----- RECORDS FOR THE EXERCISE -----

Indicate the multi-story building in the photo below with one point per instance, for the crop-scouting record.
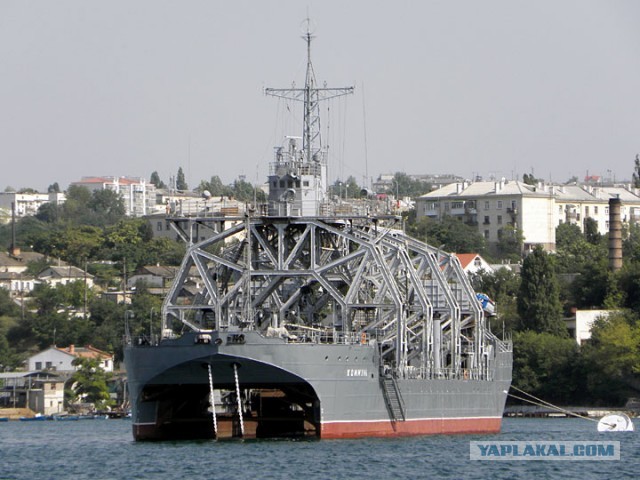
(574, 204)
(139, 195)
(27, 204)
(494, 207)
(535, 210)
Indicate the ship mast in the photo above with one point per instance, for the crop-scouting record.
(311, 96)
(312, 159)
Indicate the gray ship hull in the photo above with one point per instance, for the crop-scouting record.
(300, 389)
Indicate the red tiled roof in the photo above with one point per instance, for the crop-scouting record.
(85, 352)
(466, 258)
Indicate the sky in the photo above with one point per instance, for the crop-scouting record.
(496, 88)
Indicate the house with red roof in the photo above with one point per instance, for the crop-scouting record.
(60, 359)
(473, 263)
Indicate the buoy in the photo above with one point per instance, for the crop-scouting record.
(617, 422)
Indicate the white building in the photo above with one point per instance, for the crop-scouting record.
(580, 326)
(139, 195)
(473, 263)
(494, 206)
(55, 276)
(535, 210)
(574, 204)
(60, 359)
(27, 204)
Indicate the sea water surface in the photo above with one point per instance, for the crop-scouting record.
(104, 449)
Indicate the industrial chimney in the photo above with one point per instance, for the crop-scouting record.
(14, 250)
(615, 235)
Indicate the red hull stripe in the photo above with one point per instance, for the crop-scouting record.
(427, 426)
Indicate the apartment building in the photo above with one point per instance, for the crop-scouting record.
(536, 210)
(494, 206)
(139, 195)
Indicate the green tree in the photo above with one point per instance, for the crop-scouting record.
(48, 213)
(548, 367)
(215, 187)
(613, 357)
(539, 304)
(181, 183)
(90, 382)
(155, 179)
(450, 233)
(509, 244)
(502, 287)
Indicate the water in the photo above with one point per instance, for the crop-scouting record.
(103, 449)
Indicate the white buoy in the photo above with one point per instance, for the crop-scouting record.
(618, 422)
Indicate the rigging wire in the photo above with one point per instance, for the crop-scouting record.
(542, 403)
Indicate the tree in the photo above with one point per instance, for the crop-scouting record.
(214, 186)
(509, 243)
(90, 382)
(452, 234)
(613, 357)
(181, 183)
(539, 304)
(501, 286)
(155, 179)
(48, 212)
(548, 367)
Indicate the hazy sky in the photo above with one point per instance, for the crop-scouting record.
(466, 87)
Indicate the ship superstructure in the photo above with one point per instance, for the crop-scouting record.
(303, 322)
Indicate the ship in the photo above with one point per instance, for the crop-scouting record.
(311, 317)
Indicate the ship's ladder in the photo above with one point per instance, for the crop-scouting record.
(392, 397)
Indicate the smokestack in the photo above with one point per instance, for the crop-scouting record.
(615, 235)
(14, 250)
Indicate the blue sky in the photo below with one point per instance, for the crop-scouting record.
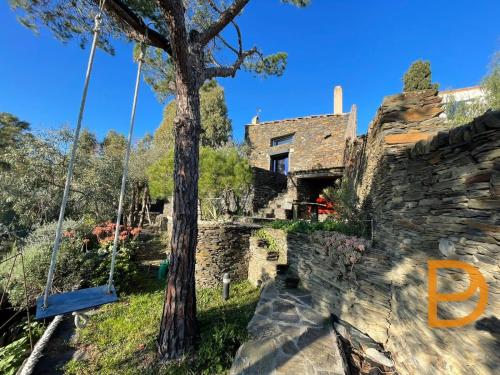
(365, 46)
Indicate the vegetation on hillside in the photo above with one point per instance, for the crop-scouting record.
(224, 181)
(462, 112)
(121, 338)
(419, 77)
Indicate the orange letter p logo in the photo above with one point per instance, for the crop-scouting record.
(476, 282)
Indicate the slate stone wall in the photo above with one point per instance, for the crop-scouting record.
(434, 193)
(222, 247)
(264, 258)
(318, 142)
(266, 186)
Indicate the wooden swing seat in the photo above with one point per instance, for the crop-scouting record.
(64, 303)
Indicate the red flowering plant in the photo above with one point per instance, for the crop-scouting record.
(105, 233)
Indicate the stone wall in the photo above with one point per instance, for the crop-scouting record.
(433, 193)
(318, 142)
(266, 186)
(222, 247)
(266, 252)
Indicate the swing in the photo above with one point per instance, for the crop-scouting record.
(75, 301)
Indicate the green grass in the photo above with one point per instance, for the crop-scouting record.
(302, 226)
(121, 338)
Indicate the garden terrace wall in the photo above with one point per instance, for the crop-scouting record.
(434, 193)
(222, 247)
(351, 292)
(265, 255)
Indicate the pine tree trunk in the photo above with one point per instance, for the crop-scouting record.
(179, 328)
(143, 205)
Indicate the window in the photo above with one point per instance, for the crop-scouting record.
(282, 140)
(279, 163)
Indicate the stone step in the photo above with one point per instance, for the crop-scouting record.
(288, 336)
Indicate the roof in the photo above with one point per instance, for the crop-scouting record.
(300, 118)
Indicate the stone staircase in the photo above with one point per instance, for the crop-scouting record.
(277, 208)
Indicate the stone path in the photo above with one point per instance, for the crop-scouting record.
(288, 337)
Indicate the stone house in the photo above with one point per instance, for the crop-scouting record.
(295, 159)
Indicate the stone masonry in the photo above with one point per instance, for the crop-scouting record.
(318, 141)
(222, 247)
(433, 193)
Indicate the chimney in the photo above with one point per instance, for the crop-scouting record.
(337, 100)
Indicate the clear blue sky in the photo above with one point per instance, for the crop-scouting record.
(365, 46)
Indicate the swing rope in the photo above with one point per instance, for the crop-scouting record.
(57, 241)
(125, 169)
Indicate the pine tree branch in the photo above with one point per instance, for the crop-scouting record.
(174, 13)
(225, 18)
(229, 71)
(136, 27)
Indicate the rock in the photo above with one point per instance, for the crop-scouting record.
(378, 357)
(446, 247)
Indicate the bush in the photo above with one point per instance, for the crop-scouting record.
(418, 77)
(302, 226)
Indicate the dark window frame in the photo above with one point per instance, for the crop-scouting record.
(275, 163)
(286, 138)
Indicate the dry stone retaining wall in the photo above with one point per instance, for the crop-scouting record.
(222, 247)
(434, 193)
(266, 254)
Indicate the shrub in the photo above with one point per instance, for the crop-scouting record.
(418, 77)
(302, 226)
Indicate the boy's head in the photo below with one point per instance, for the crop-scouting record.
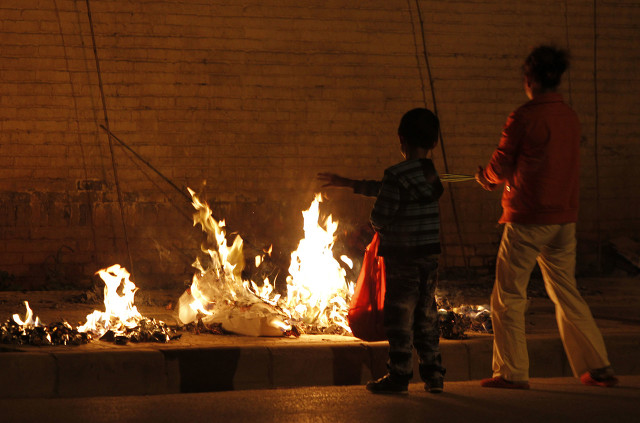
(419, 128)
(545, 65)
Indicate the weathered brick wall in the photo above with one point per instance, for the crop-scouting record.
(256, 97)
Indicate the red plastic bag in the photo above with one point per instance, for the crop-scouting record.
(366, 310)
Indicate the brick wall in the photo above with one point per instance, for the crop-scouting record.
(256, 97)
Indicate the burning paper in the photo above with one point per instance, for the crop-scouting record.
(218, 295)
(317, 291)
(121, 321)
(30, 331)
(456, 321)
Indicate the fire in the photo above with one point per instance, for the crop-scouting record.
(120, 314)
(317, 291)
(29, 321)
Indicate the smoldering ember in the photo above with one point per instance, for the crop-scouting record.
(315, 300)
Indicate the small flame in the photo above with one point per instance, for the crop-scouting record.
(29, 321)
(120, 313)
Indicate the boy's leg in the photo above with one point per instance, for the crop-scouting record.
(426, 328)
(516, 259)
(399, 304)
(581, 337)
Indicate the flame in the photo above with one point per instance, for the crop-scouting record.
(29, 321)
(317, 290)
(120, 313)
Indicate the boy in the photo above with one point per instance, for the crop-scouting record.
(406, 216)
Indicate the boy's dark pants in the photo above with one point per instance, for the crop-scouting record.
(411, 317)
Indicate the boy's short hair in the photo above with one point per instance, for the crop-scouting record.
(546, 64)
(420, 127)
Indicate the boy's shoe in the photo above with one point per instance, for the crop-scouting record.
(599, 377)
(386, 385)
(434, 384)
(500, 382)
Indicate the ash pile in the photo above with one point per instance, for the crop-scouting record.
(455, 322)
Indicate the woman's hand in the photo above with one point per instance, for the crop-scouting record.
(483, 181)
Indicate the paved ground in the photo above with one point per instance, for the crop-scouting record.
(549, 400)
(205, 362)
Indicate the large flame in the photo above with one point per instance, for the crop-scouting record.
(317, 291)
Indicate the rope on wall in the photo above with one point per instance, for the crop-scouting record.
(595, 130)
(442, 146)
(106, 121)
(566, 25)
(77, 125)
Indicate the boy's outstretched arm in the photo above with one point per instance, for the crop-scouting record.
(333, 180)
(368, 188)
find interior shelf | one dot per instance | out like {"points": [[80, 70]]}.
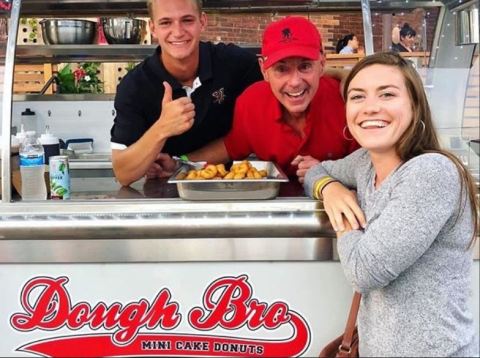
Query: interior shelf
{"points": [[34, 54]]}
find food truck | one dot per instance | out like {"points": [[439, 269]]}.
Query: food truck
{"points": [[156, 269]]}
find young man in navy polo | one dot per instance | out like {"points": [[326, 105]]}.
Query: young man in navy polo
{"points": [[296, 117], [178, 99]]}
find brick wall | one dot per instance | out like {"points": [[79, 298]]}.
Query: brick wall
{"points": [[247, 28]]}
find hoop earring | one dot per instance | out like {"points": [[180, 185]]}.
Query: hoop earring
{"points": [[345, 134], [423, 126]]}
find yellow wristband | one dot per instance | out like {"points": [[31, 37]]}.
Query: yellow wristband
{"points": [[317, 188]]}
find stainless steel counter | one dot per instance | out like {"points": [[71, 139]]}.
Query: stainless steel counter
{"points": [[133, 225], [105, 222]]}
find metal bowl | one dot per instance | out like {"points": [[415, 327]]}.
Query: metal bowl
{"points": [[123, 30], [68, 31]]}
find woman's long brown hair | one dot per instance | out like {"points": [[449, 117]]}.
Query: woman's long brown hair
{"points": [[411, 144]]}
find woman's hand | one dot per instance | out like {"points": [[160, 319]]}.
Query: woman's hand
{"points": [[340, 202], [303, 163]]}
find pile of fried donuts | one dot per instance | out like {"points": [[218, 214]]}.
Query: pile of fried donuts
{"points": [[241, 170]]}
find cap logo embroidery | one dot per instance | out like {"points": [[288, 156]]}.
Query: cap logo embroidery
{"points": [[219, 96], [286, 35]]}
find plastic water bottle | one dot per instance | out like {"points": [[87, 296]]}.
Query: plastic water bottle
{"points": [[32, 169]]}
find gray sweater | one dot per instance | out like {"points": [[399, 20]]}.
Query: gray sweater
{"points": [[411, 262]]}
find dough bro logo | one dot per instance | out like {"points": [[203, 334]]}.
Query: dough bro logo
{"points": [[132, 329]]}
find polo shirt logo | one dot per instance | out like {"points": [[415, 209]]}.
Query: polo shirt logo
{"points": [[219, 96]]}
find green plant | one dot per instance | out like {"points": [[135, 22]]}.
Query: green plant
{"points": [[130, 66], [33, 24], [82, 80]]}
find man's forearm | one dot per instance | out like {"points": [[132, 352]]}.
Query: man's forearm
{"points": [[132, 163]]}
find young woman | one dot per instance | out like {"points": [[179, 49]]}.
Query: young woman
{"points": [[405, 244]]}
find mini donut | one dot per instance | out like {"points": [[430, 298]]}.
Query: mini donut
{"points": [[221, 170], [263, 173], [229, 176], [209, 172]]}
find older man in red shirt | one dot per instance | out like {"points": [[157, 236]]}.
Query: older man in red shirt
{"points": [[296, 116]]}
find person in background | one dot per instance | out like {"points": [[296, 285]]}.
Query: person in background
{"points": [[405, 244], [296, 116], [181, 97], [406, 39], [347, 45]]}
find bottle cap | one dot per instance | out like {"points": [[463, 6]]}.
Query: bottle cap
{"points": [[48, 138], [22, 134]]}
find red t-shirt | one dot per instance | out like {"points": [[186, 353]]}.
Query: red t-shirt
{"points": [[258, 128]]}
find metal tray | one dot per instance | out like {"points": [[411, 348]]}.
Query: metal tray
{"points": [[243, 189]]}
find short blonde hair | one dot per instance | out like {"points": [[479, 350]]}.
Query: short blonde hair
{"points": [[150, 6]]}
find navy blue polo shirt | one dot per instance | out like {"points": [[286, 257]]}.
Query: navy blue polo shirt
{"points": [[224, 72]]}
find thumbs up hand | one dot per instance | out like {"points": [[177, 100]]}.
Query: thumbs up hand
{"points": [[177, 115]]}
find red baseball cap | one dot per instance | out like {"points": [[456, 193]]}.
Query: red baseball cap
{"points": [[292, 36]]}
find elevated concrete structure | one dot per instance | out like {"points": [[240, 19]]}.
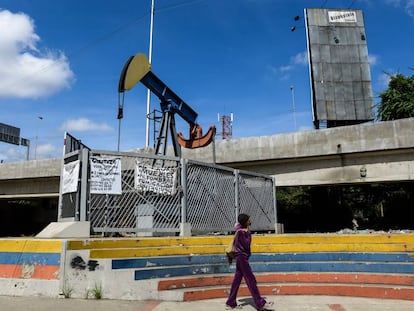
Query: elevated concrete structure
{"points": [[367, 153], [195, 268]]}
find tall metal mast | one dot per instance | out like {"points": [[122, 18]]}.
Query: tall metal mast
{"points": [[147, 133]]}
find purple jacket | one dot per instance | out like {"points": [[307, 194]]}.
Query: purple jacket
{"points": [[242, 242]]}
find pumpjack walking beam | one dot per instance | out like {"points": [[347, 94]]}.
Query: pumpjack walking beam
{"points": [[138, 69]]}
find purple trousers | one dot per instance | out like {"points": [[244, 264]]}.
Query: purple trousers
{"points": [[243, 270]]}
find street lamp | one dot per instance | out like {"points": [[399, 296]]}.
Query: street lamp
{"points": [[37, 130]]}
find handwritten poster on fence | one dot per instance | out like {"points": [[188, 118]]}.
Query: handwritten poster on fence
{"points": [[105, 175], [70, 177], [161, 180]]}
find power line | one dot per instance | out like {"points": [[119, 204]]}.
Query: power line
{"points": [[324, 3], [352, 3], [177, 5]]}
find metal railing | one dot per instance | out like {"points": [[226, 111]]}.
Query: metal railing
{"points": [[160, 194]]}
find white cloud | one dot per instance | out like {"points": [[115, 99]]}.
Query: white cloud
{"points": [[383, 80], [45, 151], [83, 125], [299, 59], [25, 71], [373, 59]]}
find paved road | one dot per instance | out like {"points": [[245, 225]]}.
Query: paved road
{"points": [[282, 303]]}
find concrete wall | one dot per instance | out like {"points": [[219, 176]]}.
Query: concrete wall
{"points": [[366, 153], [136, 268]]}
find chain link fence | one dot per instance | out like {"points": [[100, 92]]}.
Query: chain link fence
{"points": [[158, 195]]}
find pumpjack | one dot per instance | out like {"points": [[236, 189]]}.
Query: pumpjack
{"points": [[138, 69]]}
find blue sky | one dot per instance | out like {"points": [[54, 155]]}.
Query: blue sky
{"points": [[61, 61]]}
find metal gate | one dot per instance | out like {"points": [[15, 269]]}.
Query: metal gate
{"points": [[206, 198]]}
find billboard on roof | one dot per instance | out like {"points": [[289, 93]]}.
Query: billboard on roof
{"points": [[339, 67], [9, 134]]}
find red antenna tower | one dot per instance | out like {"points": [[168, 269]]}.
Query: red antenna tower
{"points": [[226, 126]]}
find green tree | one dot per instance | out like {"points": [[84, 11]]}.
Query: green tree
{"points": [[397, 102]]}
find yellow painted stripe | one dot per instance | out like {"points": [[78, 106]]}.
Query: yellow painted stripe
{"points": [[224, 240], [276, 248], [30, 245]]}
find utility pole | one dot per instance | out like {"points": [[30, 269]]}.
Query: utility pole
{"points": [[147, 134], [292, 89]]}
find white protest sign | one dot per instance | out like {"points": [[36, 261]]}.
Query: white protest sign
{"points": [[70, 177], [161, 180], [105, 175]]}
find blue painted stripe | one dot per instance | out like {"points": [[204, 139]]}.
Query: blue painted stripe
{"points": [[276, 267], [166, 261], [17, 258], [372, 257], [136, 263], [182, 271]]}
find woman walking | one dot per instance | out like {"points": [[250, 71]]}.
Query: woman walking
{"points": [[242, 242]]}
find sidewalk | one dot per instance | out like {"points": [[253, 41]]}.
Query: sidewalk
{"points": [[282, 303]]}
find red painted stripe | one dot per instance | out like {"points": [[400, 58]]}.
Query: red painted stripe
{"points": [[336, 307], [347, 278], [150, 305], [309, 289], [29, 272]]}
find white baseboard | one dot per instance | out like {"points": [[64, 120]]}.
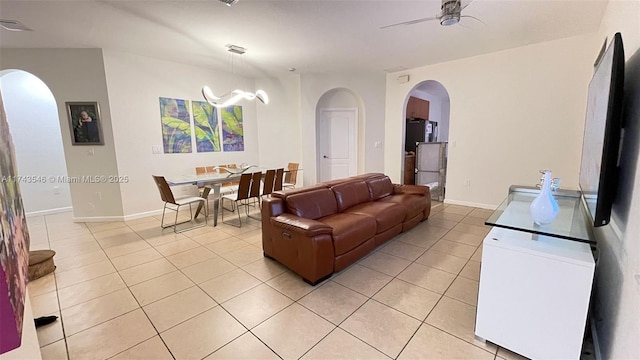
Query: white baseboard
{"points": [[472, 204], [143, 214], [98, 218], [48, 211], [117, 218]]}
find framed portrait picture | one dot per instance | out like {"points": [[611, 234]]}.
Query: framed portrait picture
{"points": [[85, 123]]}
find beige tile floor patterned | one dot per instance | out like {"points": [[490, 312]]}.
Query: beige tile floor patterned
{"points": [[130, 290]]}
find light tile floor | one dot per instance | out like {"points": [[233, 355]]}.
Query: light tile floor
{"points": [[130, 290]]}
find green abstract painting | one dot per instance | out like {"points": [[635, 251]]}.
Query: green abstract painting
{"points": [[206, 127], [232, 132], [176, 125]]}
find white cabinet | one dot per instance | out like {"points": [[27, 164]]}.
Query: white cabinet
{"points": [[534, 293]]}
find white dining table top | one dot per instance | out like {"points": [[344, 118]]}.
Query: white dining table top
{"points": [[212, 177]]}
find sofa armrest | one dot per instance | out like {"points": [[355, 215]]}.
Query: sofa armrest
{"points": [[302, 226], [411, 189]]}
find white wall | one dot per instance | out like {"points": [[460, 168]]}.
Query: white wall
{"points": [[33, 121], [77, 75], [370, 88], [617, 291], [135, 84], [529, 100], [279, 122]]}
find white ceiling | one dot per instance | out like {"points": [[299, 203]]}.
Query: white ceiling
{"points": [[312, 36]]}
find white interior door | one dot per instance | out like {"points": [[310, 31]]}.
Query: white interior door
{"points": [[338, 143]]}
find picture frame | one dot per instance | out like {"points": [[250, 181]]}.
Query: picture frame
{"points": [[85, 123]]}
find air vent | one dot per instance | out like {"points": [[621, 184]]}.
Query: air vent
{"points": [[13, 25], [228, 2]]}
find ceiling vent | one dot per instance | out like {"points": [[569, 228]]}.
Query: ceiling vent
{"points": [[228, 2], [13, 25]]}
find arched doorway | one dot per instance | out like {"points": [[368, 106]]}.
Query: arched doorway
{"points": [[427, 110], [339, 134], [32, 114]]}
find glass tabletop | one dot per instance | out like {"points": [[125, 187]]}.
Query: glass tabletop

-----

- **EXERCISE BRIEF**: Search the records for lines holding the word "tabletop", then copy each line you find.

- **ANSWER BOX**:
find glass tabletop | one dot per instance | out like {"points": [[125, 187]]}.
Query: glass tabletop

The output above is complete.